-- BEGIN --

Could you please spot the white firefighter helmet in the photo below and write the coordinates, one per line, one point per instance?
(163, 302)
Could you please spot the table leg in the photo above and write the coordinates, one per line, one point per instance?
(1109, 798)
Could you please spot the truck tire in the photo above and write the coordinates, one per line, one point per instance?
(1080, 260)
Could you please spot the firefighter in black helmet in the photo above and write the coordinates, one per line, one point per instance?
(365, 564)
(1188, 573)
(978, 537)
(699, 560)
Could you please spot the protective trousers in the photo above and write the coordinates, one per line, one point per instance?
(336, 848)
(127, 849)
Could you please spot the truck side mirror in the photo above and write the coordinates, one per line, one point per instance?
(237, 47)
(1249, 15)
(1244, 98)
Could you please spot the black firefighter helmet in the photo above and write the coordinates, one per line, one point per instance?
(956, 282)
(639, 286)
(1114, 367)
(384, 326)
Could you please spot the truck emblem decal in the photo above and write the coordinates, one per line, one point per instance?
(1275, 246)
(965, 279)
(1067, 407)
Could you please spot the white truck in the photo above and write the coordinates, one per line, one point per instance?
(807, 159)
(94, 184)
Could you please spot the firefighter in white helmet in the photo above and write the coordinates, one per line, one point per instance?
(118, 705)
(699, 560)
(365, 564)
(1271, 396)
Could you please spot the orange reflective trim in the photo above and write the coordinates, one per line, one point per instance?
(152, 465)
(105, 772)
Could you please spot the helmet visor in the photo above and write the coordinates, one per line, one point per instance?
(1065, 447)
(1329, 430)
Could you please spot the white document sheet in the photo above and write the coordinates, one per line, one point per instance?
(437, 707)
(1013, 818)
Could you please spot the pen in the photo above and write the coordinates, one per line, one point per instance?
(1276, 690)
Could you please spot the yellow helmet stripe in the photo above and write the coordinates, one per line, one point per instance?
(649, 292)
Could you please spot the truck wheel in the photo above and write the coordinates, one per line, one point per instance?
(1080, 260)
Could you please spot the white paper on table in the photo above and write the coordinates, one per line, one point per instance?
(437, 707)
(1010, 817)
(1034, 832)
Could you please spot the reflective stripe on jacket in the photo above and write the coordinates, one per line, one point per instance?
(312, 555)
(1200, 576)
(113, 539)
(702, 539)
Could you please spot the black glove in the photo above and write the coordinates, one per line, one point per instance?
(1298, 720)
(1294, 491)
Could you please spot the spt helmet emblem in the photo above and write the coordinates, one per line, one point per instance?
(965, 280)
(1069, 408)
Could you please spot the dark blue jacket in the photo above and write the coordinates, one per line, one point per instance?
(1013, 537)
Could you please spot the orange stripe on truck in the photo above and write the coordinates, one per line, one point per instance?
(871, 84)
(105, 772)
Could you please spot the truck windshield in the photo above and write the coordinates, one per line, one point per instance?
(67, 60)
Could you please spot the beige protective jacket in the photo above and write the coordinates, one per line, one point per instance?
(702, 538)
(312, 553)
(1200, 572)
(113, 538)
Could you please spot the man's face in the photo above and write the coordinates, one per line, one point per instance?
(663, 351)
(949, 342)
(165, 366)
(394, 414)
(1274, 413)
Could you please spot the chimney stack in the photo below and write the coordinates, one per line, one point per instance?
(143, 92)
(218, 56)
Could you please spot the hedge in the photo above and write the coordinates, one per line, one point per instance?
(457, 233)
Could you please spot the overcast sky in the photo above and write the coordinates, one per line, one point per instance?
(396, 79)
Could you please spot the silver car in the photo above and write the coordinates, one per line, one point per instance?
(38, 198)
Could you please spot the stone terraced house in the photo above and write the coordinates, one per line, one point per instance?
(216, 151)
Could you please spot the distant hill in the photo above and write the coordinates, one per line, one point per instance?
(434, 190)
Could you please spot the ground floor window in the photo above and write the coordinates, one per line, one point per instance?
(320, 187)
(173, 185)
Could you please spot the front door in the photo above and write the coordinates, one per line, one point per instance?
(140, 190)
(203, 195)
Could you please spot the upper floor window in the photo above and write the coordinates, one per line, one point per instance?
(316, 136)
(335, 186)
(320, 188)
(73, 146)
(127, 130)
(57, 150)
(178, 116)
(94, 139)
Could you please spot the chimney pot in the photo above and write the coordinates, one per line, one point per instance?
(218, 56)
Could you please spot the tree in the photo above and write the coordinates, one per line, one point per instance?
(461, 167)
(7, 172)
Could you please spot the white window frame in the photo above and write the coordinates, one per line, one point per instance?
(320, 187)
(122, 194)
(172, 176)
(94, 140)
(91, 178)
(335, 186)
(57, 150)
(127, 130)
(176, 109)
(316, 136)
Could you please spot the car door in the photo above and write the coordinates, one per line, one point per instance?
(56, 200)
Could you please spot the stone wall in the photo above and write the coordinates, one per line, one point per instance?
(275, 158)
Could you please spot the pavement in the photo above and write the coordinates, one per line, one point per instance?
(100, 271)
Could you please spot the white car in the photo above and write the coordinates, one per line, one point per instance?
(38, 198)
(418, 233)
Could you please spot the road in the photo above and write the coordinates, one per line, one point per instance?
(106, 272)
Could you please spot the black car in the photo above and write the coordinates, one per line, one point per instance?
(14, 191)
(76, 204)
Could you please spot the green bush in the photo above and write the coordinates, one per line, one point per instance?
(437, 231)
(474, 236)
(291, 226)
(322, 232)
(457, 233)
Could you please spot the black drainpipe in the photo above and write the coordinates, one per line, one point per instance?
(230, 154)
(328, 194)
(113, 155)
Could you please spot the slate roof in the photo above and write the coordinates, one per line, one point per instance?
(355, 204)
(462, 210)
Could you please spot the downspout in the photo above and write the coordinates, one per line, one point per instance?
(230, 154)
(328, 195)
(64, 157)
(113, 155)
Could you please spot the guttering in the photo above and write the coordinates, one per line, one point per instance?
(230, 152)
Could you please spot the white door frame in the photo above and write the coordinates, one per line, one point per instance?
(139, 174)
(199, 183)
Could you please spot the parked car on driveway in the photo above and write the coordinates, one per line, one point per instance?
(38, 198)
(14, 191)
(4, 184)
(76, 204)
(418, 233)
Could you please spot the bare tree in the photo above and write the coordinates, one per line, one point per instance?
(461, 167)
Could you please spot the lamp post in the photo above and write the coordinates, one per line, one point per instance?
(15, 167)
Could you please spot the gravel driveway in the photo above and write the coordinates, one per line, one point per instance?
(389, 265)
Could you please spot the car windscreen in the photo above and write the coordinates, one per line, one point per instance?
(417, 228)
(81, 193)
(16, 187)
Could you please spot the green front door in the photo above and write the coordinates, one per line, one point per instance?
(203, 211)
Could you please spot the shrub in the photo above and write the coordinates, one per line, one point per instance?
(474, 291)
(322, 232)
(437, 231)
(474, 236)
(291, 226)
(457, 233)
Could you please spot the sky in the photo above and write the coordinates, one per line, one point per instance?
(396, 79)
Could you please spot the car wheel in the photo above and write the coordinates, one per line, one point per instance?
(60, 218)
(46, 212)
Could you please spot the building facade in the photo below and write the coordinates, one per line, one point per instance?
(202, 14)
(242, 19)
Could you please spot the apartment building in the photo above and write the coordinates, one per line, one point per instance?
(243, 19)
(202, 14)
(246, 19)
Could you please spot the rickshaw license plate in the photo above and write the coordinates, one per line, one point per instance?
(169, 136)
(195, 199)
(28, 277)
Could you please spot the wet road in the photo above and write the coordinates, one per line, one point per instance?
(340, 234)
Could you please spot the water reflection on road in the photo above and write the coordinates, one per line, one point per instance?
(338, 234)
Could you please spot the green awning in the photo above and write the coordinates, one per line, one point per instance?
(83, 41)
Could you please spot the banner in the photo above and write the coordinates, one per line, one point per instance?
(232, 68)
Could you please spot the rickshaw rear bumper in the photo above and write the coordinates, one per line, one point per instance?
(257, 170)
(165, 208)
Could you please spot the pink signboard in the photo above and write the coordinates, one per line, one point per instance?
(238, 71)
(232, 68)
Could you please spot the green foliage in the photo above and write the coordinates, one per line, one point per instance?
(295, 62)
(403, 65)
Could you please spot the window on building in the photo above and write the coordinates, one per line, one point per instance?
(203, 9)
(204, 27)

-- END --

EXERCISE INSTRUCTIONS = Copy out the records above word for word, from the line containing "Could you please spot the pen" down to the line containing "(1034, 832)", including both of those lines.

OUTPUT OF THE EXERCISE =
Could you please spot the pen in the photo above and write the coordinates, one per line, one point per instance?
(1276, 690)
Could you please spot the yellow helmet stripe in the photo above and write the coordinates, one per line, one point per instance?
(649, 292)
Could you please spot the truck wheel in the photo above and write the coordinates, one per line, one point per instance?
(1080, 260)
Could you please spot the white paper on table in the photo above and write the coordinates, one per line, one point per instance?
(437, 707)
(1010, 817)
(1034, 832)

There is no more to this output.